** RECORDED INFORMATION follows **

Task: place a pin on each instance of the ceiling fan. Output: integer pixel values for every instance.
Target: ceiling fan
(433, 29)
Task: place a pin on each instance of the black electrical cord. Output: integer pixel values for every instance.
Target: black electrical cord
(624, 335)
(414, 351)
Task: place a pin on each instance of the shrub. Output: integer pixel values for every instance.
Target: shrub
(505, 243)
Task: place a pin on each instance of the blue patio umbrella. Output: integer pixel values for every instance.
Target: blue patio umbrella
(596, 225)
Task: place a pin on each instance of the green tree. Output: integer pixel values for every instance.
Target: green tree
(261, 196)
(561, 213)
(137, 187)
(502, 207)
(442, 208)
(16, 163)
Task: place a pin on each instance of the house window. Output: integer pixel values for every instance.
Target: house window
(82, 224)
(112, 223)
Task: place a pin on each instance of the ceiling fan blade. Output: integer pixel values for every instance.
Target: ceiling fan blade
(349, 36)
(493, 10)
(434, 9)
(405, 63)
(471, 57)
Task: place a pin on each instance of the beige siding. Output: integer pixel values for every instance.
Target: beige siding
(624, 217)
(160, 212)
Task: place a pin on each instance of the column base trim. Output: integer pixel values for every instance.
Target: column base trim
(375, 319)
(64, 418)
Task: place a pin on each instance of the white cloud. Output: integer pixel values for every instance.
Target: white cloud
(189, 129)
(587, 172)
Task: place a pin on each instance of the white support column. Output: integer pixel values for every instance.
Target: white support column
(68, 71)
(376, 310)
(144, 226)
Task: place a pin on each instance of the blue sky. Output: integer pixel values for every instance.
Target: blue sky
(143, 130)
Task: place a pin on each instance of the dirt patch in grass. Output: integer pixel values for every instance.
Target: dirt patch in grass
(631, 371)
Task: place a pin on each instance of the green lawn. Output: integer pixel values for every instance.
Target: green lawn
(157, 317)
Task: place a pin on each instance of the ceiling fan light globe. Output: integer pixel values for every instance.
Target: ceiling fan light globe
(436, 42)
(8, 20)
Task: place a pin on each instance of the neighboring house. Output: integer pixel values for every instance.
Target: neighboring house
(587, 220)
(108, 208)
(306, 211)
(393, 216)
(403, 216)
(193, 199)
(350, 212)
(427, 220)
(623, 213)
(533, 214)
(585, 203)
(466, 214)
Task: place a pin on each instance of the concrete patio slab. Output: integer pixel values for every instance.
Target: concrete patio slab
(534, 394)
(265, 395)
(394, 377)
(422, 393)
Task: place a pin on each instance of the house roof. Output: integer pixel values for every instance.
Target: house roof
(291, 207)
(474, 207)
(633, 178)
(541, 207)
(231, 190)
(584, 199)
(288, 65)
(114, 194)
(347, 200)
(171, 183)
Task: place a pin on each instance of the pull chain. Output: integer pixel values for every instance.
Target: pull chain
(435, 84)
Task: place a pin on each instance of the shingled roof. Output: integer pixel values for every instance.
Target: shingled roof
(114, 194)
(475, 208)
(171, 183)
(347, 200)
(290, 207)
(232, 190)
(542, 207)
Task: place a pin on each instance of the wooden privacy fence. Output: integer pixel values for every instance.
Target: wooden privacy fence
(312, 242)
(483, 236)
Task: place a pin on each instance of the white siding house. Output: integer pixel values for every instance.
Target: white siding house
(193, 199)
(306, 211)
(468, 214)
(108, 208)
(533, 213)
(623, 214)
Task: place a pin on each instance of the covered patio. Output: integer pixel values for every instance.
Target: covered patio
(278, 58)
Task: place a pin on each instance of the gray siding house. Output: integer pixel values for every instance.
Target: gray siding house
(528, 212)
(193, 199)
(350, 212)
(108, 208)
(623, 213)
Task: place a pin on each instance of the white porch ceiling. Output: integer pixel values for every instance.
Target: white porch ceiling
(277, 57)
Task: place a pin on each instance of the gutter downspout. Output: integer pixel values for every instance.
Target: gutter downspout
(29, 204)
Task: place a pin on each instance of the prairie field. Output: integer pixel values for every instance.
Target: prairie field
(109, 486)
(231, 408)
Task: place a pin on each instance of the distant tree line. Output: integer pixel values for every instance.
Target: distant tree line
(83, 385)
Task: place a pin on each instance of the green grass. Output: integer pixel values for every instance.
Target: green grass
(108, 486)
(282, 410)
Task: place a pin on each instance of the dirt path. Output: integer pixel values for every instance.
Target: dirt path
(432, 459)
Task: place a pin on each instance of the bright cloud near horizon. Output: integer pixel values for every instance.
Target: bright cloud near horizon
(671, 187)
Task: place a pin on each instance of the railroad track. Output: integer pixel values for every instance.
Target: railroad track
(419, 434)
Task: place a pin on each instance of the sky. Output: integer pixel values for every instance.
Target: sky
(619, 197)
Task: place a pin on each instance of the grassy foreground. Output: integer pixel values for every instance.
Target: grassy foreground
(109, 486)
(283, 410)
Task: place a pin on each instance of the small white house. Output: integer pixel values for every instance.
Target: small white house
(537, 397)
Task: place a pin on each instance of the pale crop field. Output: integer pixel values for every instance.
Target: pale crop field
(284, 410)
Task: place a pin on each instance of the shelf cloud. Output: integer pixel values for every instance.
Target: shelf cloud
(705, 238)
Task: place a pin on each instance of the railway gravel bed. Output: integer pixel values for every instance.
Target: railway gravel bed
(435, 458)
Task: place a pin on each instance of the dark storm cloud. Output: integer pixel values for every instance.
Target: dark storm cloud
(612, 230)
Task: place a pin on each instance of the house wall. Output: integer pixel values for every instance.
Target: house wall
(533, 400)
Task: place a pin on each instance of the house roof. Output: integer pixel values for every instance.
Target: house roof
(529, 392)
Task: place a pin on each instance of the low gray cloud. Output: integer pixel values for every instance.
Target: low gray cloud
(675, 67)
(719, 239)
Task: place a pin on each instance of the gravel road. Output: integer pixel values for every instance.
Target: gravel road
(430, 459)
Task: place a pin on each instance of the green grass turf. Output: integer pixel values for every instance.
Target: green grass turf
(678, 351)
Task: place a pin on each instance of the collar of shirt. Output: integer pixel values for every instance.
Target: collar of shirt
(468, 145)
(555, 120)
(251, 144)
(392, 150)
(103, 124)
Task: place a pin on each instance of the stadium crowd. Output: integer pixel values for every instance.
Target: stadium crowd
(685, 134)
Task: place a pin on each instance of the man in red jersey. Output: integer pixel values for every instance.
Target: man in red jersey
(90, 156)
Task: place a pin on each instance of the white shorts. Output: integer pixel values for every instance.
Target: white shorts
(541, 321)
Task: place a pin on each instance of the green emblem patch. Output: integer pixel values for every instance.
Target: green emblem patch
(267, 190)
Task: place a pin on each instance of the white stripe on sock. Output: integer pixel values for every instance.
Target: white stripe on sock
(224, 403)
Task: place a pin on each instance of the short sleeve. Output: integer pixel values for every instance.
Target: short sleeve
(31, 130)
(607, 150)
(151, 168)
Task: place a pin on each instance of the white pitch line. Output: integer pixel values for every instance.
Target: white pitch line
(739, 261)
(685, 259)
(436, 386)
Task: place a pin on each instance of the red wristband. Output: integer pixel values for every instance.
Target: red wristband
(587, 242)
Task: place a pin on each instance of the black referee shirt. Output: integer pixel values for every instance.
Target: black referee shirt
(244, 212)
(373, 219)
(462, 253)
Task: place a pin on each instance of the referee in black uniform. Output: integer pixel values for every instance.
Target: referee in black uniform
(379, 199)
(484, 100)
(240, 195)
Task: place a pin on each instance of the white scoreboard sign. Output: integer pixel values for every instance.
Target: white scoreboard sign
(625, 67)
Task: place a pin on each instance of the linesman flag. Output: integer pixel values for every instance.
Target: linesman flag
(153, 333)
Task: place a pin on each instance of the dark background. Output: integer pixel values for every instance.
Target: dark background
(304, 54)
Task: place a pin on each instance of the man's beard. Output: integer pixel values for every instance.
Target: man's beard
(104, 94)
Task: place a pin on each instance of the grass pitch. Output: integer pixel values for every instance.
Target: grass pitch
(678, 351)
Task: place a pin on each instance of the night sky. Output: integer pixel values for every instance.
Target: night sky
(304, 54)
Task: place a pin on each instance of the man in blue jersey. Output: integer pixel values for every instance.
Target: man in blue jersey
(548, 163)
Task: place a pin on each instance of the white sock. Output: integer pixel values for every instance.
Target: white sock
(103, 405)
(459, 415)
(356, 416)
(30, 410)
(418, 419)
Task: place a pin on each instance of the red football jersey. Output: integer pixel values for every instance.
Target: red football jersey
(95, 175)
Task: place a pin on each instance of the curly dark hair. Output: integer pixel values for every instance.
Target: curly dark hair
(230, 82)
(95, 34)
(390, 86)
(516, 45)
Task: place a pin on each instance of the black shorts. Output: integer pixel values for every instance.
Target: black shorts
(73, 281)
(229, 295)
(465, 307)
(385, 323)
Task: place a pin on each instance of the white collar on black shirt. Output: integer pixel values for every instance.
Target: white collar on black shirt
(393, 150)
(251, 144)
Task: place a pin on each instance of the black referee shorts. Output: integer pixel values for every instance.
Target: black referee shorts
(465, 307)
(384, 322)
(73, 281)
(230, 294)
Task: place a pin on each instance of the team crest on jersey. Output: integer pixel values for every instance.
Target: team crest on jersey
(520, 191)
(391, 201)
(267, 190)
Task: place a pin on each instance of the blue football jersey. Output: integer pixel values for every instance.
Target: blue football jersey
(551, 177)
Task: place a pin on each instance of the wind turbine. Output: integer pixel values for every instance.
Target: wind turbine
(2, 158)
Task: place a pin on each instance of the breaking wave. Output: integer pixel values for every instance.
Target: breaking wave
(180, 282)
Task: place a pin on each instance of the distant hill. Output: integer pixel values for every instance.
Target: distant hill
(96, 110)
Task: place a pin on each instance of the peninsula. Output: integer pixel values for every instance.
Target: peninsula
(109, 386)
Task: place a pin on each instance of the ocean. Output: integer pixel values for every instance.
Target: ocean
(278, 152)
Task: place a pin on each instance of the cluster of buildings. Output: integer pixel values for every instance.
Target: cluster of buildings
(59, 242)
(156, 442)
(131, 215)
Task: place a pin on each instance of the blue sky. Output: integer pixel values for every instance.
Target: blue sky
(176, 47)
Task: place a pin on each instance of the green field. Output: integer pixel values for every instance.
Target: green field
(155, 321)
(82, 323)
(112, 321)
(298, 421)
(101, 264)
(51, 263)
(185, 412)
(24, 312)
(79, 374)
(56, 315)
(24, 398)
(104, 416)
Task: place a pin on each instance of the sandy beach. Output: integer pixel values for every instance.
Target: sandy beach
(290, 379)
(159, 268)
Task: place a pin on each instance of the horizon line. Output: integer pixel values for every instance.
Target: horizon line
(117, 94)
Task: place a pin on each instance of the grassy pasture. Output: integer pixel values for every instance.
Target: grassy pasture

** End of RECORDED INFORMATION **

### REQUIREMENT
Within the data above, the span starting at the line containing "Target: white siding house" and ending at the line containing "Task: place a pin on each instance of the green grass." is to be retyped exactly, with no other lines.

### YOUR SOLUTION
Target: white siding house
(193, 199)
(306, 211)
(468, 214)
(108, 208)
(533, 213)
(623, 214)
Task: place a pin on each instance of the covered patio. Output: integer pixel values for every instance.
Target: covered patio
(278, 58)
Task: place a pin on each instance of the gray siding house. Output: integer pixel values for every instance.
Target: gray siding house
(528, 212)
(193, 199)
(350, 212)
(108, 208)
(623, 213)
Task: place a pin on each instance of the white porch ceiling. Output: integer pixel values for every instance.
Target: white porch ceiling
(277, 57)
Task: place a pin on each instance of the gutter downspout. Output: integer pixel values for every instance.
Target: gutter downspout
(29, 204)
Task: place a pin on each instance of the prairie field. Output: integer pixel values for every instance.
Target: prairie field
(109, 486)
(231, 408)
Task: place a pin on each instance of the distant tree line. Output: integer pixel values for every instance.
Target: distant tree line
(83, 385)
Task: place a pin on each instance of the green grass. Output: integer pixel values for every instance.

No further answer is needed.